Think Piece, Think Please: Why I Will Never Use a Beauty Blender (Professionally)
So as I immerse more and more in the local beauty scene, I'm pretty shocked to find that a lot of artists rely on Beauty Blenders. I am not trying to diss anyone, but I cannot imagine doing this myself.
Airbrush, I may not agree with, but I certainly understand the appeal. It makes quick work and has a lot of market value. While I'm a stickler for the level of artistry, amount of control and quality of foundations available via traditional makeup, I can see why airbrush is taking off. Simply and most importantly, it is a method of service not accessible to the common beauty enthusiast. The makeup job thus feels extra special.
While I am so happy with my manual skills, I do see the need to upgrade my kit with an airbrush gun.
On the other hand, I simply do not see the point in investing in a Beauty Blender (even though I use one personally.)
1. Money matters - A Beauty Blender is about PHP 1k, recommended for 3 months usable life span. Professionally, you're going to have to cut that by 30-50% due to increased wear and tear- meaning 1k will last me 1.5-2 months. For 1k, I can have a great quality brush and disposable sponge pack that will last at least half a year.

- **What you should do**
From the post about Beauty Blenders, reproduce word for word the part that opens with the words containing "So as I immerse" and closes with "an airbrush gun.". The items after this point are separate material and have no connection to the post about Beauty Blenders.

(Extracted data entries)
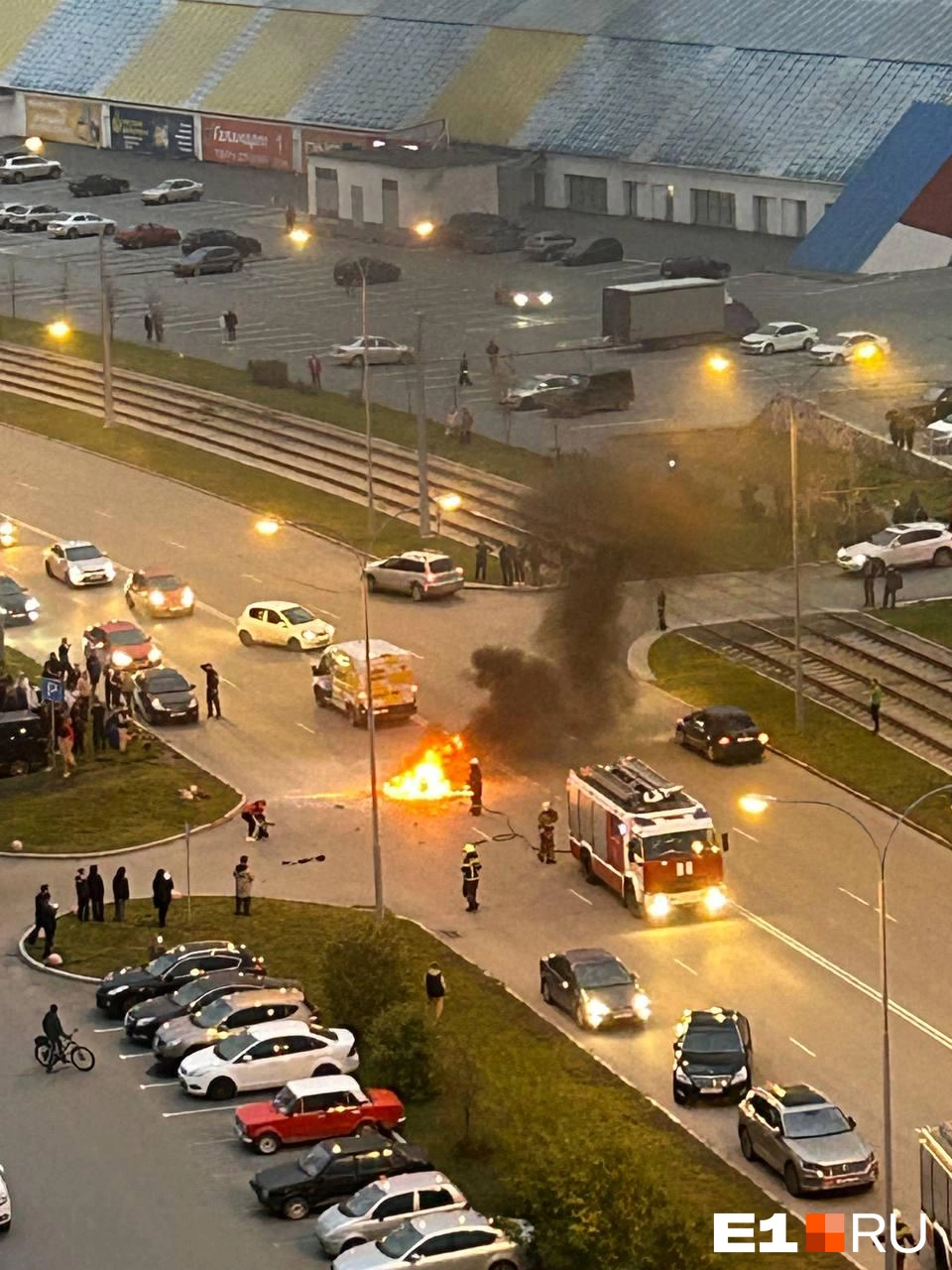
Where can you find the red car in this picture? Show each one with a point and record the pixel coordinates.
(148, 235)
(123, 645)
(322, 1106)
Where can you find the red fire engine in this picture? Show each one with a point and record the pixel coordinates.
(648, 839)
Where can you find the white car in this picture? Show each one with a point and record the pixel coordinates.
(843, 347)
(266, 1057)
(80, 225)
(284, 622)
(177, 190)
(375, 349)
(80, 564)
(779, 336)
(19, 168)
(920, 543)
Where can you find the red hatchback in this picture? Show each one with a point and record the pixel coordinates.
(322, 1106)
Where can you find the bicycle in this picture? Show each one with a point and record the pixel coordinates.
(81, 1058)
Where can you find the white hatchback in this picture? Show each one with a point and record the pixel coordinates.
(286, 624)
(266, 1057)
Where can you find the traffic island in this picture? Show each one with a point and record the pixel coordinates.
(112, 802)
(527, 1123)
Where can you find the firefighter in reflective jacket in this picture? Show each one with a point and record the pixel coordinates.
(547, 821)
(471, 870)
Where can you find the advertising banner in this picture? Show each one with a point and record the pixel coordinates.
(63, 118)
(155, 132)
(254, 145)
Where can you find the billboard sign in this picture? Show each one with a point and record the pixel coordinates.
(253, 145)
(155, 132)
(63, 118)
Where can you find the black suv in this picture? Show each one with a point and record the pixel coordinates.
(168, 971)
(712, 1056)
(331, 1171)
(220, 238)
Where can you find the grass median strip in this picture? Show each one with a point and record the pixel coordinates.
(521, 1079)
(112, 801)
(834, 746)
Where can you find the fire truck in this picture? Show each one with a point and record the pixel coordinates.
(936, 1191)
(648, 839)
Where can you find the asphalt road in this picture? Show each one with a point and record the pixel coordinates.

- **Output**
So as I immerse more and more in the local beauty scene, I'm pretty shocked to find that a lot of artists rely on Beauty Blenders. I am not trying to diss anyone, but I cannot imagine doing this myself.
Airbrush, I may not agree with, but I certainly understand the appeal. It makes quick work and has a lot of market value. While I'm a stickler for the level of artistry, amount of control and quality of foundations available via traditional makeup, I can see why airbrush is taking off. Simply and most importantly, it is a method of service not accessible to the common beauty enthusiast. The makeup job thus feels extra special.
While I am so happy with my manual skills, I do see the need to upgrade my kit with an airbrush gun.